(Problem to work on): Revise the lines below by changing every "a dot on each instance of" to "a point on every instance of", keeping everything else the same and leaving the pictures out.

★ ★ ★ ★ ★ ★ ★

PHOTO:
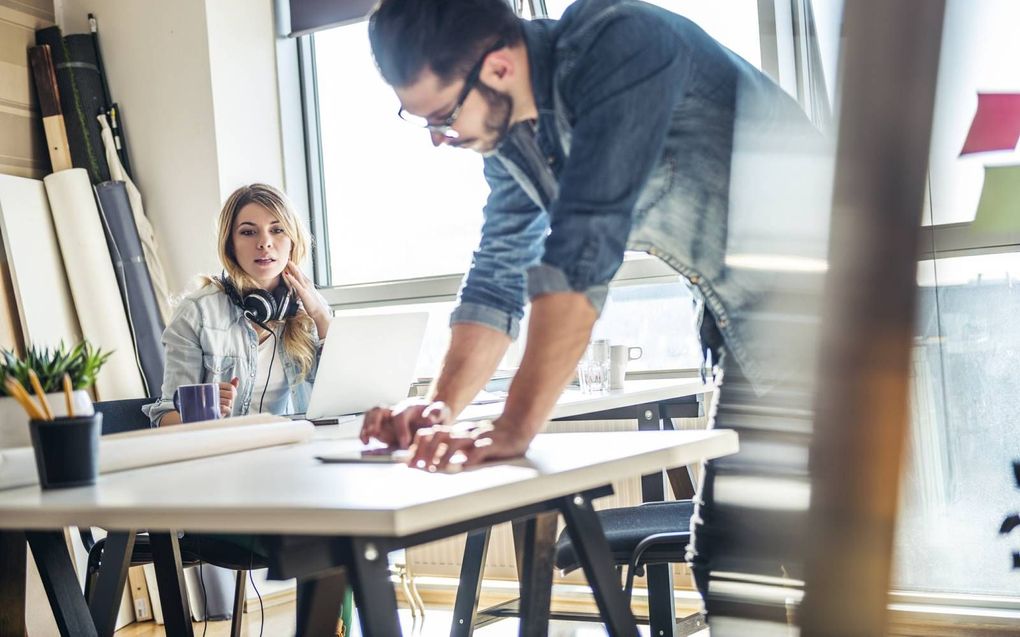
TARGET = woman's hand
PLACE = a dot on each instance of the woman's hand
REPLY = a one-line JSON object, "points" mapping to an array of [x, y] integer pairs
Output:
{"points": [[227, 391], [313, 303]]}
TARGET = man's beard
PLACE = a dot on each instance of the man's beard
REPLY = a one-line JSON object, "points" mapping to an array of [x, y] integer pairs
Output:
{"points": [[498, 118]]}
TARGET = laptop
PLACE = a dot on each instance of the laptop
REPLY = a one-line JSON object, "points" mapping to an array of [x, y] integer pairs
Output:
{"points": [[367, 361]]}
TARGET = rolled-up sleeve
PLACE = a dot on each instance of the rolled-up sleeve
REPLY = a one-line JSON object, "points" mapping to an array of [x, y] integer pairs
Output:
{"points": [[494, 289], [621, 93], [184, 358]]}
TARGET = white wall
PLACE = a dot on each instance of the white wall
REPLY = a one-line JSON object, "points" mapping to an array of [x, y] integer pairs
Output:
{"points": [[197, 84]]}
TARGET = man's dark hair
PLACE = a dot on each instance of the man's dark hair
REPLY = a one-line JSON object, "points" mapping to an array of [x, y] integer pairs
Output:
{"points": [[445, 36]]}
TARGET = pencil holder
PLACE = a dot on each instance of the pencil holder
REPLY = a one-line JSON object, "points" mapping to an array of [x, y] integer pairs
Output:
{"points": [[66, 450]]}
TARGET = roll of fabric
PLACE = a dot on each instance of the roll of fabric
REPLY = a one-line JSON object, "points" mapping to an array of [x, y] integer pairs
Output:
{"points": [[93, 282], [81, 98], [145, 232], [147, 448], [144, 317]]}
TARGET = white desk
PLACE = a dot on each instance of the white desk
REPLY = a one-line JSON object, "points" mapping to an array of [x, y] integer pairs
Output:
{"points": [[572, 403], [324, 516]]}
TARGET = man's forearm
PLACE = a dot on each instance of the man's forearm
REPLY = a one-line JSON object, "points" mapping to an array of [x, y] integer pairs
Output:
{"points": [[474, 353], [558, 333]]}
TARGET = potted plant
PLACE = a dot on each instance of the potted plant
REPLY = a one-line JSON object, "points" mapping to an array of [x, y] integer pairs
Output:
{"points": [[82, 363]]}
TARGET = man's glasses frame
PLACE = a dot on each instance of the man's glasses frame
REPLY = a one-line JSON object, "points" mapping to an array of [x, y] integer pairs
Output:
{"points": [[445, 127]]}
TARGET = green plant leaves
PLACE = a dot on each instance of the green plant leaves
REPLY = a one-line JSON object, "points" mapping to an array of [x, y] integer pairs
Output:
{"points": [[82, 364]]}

★ ★ ★ ★ ★ ★ ★

(Full solution):
PHOTO:
TARGET = woman's hand
PLACE = a point on every instance of the woman's hand
REPLY = a one-line JSON object, "points" mapping to an array of [x, y] integer pairs
Output:
{"points": [[227, 391], [313, 303]]}
TARGET = man's beard
PLACE = a point on every instance of the man's beard
REPLY = a one-line JSON object, "points" mapping to an array of [x, y] integer pairs
Output:
{"points": [[498, 118]]}
TARGET = laptop
PLACE = a point on every instance of the laptop
REPLY = a one-line JSON object, "points" mapping to an array of [x, y] integer pairs
Output:
{"points": [[367, 361]]}
TARGET = rolled-up sleeve
PLACE = a point on every instance of the rolled-up sleeve
REPLY = a one-line JSON object, "points" mapping to an array of [x, y] integer pairs
Output:
{"points": [[494, 289], [621, 93], [184, 358]]}
TARGET = white wall
PLACE = a point on every instance of the white wall
REPLY = a one-line JSON object, "points" mapping to an array of [x, y] integer pairs
Output:
{"points": [[197, 84]]}
TARGET = man's dark hair
PLACE = a point on every instance of the man's dark hair
REPLY = a one-line JSON object, "points" mapping to an array of [x, y] integer pairs
Output:
{"points": [[445, 36]]}
TARGET = pencil holder
PLACE = a point on every instance of the pencil holder
REPLY = a one-line JSON object, "points" mapping to an array of [x, y] integer pairs
Output:
{"points": [[66, 450]]}
TARGET = roll of fabric
PLACE = a point on every instance of the roll of fabric
REPLY = a one-line JSON object, "points" mapping to an array of [x, y] integer pairs
Output:
{"points": [[93, 282], [81, 98], [145, 232], [147, 448], [144, 317]]}
TARGET = white desk
PLACE = a point on every instance of the white desk
REPLY = a one-line JSON object, "points" mapping to an array of [x, y] integer pairs
Output:
{"points": [[572, 403], [324, 516]]}
TARGET = man's forearm
PLACE = a point on every instance of the man's forearm
REPLY = a one-line JSON object, "points" mapping to an array of [x, y] integer pairs
Output:
{"points": [[474, 353], [558, 333]]}
TARGET = potted plant
PLACE = a point on every instance of the potted plant
REPLY = a one-line JSON object, "points" mapping to an array of [x, y] integer pairs
Output:
{"points": [[82, 363]]}
TARGET = man's glasses frame
PLACE = a point on every instance of the man's glasses frame
REPLY = a one-line JSON object, "points" mapping to an array of [x, y] integer pairs
Output:
{"points": [[445, 127]]}
TARGET = green plant leaves
PLACE = a point on every instance of the green plant leaves
REPLY = a one-line JSON object, "points" mapping to an array of [x, y] integer pairs
Output:
{"points": [[82, 364]]}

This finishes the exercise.